MACHINE LEARNING PIPELINE

Built with the tools and technologies:

🚀 Workflow Overview

This machine learning pipeline automates the complete data science workflow from raw data to production-ready models.

• Data Fetching from Kaggle - Retrieves datasets from Kaggle platform for training purposes Seamlessly connects to Kaggle API to download and access high-quality datasets for machine learning projects.

• Data Ingestion - Loads and processes raw data into the pipeline infrastructure Efficiently handles multiple data formats and sources with robust error handling and validation mechanisms.

• Data Validation - Ensures data quality, completeness, and schema compliance Performs comprehensive data integrity checks and identifies missing values, outliers, and data inconsistencies.

• Data Transformation - Performs feature engineering, preprocessing, and statistical tests Applies scaling, encoding, feature selection, and statistical analysis to prepare data for optimal model performance.

• Model Training - Trains machine learning models using processed data Implements various algorithms with hyperparameter tuning and cross-validation for robust model development.

• Model Evaluation - Assesses model performance and validates results Generates detailed performance metrics, confusion matrices, and validation reports to ensure model reliability.

• MLflow Tracking - Monitors experiments, parameters, and model versions Tracks all experiment runs, logs parameters, metrics, and artifacts for complete experiment management and reproducibility.

[Saved entries]
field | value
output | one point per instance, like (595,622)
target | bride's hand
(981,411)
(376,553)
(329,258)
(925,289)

• _Exercise 1_
According to the pipeline overview, where are the datasets for training retrieved from?
• _Exercise 2_
Write out everything in the pipeline overview from "This machine learning" down to "and validation mechanisms.".
These rows come from a different source than the text above.

• _Complete output 1_
From the Kaggle platform.

• _Complete output 2_
This machine learning pipeline automates the complete data science workflow from raw data to production-ready models.

• Data Fetching from Kaggle - Retrieves datasets from Kaggle platform for training purposes Seamlessly connects to Kaggle API to download and access high-quality datasets for machine learning projects.

• Data Ingestion - Loads and processes raw data into the pipeline infrastructure Efficiently handles multiple data formats and sources with robust error handling and validation mechanisms.